Minha relação com a poesia sempre foi um tanto conturbada, principalmente pela minha inaptidão com questões intuitivas. Na prosa, na pior das hipóteses, interpretações canônicas aparecem aqui e ali e materializam questões no texto. No entanto, em poesia, a coisa muda de figura: como em explicações sobre teoria musical, as pessoas ouvem sons que me parecem sussurros.
De qualquer forma, essa é uma deficiência a ser compensada e, dessa vez, não será o assunto. Hoje, quero falar de um ponto em destaque: “A Tabacaria”, de Álvaro de Campos (ver aqui), heterônimo de Fernando Pessoa. Organizado como um poema narrativo, elemento que deve ter sido um facilitador para mim, conta a história de um poeta que contempla a vida mundana de uma rua pela sua janela, defronte a uma Tabacaria. A partir da observação, o poeta reflete sobre questões existenciais, fuma um cigarro e escreve.
Álvaro de Campos retrata uma angústia voltada para o tudo e para o nada. Oscilando entre interioridade e cosmos e repleto de paradoxos e exageros, o eu lírico parte em uma busca pela verdade permanente, com V maiúsculo, mas marcado por uma consciência niilista de que é um conceito inalcançável – por esse motivo ele olha “para uma rua inacessível a todos os pensamentos, / Real, impossivelmente real, certa, desconhecidamente certa”.
Nesse embate entre essência e aparência, tenta alcançar conceitos-chave que guiam a vida – os mistérios, a morte e o destino – por meio de coisas prosaicas. Assim, estabelece um diálogo de antíteses que se complementam: o tudo é nada; a Verdade é inacessível, mas permeia tudo que existe no cotidiano. A consciência desse fato torna o próprio cotidiano pesado.

AMOSTRA DE DADOS –
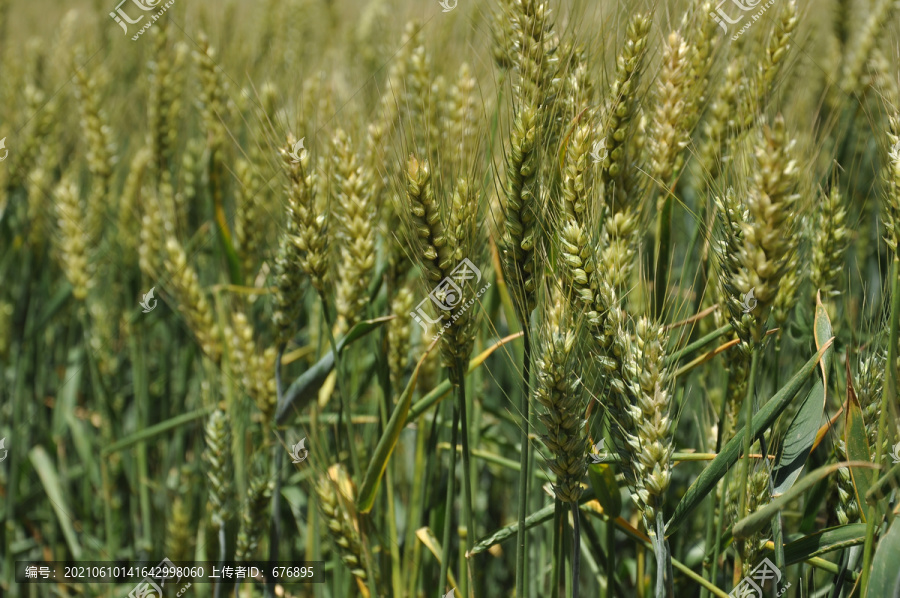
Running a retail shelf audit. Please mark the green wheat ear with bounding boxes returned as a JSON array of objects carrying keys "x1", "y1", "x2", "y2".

TAREFA PROPOSTA A –
Passe para o inglês esta frase do trecho sobre “A Tabacaria”: “Álvaro de Campos retrata uma angústia voltada para o tudo e para o nada.”
TAREFA PROPOSTA B –
No trecho sobre “A Tabacaria”, o que o poeta faz a partir da observação da rua?

RESPOSTA A –
Álvaro de Campos portrays an anguish turned toward everything and toward nothing.

RESPOSTA B –
Ele reflete sobre questões existenciais, fuma um cigarro e escreve.